> _EXERCISE DIRECTIONS_:
Reproduce the lines from the start through the line containing "385,42,421,80", requests included, and multiply every box coordinate in the answers by 0.3, rounding to whole numbers with halves going up. Leave the numbers in the requests and their format notes unchanged.

> _RECORDS PROVIDED_:
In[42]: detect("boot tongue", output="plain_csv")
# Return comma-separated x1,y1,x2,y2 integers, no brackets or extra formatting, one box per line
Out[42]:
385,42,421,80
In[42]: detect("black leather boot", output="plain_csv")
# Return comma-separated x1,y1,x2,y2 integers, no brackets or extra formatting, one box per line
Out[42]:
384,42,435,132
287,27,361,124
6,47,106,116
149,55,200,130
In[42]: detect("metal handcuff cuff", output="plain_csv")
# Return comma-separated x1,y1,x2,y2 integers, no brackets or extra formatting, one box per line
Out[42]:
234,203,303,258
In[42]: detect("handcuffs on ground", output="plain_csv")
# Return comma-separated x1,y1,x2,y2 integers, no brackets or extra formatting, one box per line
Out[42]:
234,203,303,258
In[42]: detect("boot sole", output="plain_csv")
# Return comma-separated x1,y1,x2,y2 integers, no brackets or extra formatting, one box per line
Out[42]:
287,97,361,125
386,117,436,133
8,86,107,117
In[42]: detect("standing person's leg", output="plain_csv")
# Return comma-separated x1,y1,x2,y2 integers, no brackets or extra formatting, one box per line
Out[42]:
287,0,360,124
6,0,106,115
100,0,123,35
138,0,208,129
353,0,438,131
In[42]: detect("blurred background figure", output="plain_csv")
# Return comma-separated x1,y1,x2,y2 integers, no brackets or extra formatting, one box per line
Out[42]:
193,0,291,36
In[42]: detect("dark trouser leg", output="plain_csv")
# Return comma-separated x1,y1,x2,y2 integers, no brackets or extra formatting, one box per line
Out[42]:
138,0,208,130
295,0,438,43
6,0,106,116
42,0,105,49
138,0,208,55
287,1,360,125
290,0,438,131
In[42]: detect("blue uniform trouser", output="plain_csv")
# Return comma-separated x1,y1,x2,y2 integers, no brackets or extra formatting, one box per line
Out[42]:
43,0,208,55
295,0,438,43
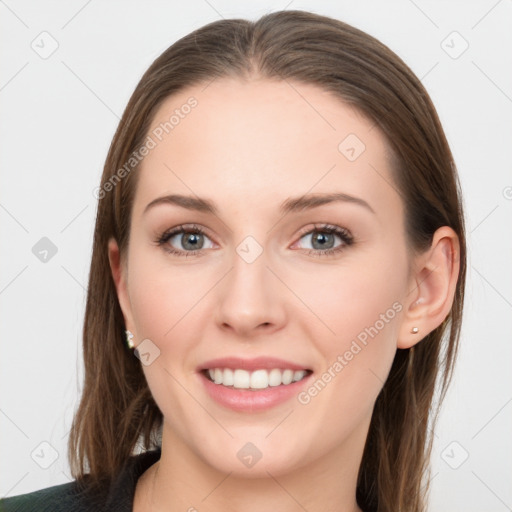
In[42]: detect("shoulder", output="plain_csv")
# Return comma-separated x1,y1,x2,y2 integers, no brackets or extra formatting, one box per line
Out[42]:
0,448,161,512
0,481,91,512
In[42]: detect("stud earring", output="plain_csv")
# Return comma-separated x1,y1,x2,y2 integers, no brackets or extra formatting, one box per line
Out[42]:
125,331,135,349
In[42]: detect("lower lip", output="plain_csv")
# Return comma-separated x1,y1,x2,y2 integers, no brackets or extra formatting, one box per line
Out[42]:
199,372,313,412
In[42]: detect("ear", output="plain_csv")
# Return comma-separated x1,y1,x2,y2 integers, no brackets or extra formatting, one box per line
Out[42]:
397,226,460,348
108,238,137,339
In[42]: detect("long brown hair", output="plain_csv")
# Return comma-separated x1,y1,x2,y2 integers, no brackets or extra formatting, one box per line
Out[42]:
68,11,466,512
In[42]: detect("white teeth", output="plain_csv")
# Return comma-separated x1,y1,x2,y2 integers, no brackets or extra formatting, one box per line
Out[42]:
208,368,307,389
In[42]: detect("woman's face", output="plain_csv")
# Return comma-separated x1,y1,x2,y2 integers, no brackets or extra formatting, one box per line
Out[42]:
111,79,413,477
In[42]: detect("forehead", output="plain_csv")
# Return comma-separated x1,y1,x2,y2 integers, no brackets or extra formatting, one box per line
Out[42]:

> _THE RESPONSE_:
In[42]: detect("boot tongue", output="plain_csv")
# Return comma-separated x1,y1,x2,y2 integers, no brackets or extra formatting, one box per line
Out[42]:
116,13,126,24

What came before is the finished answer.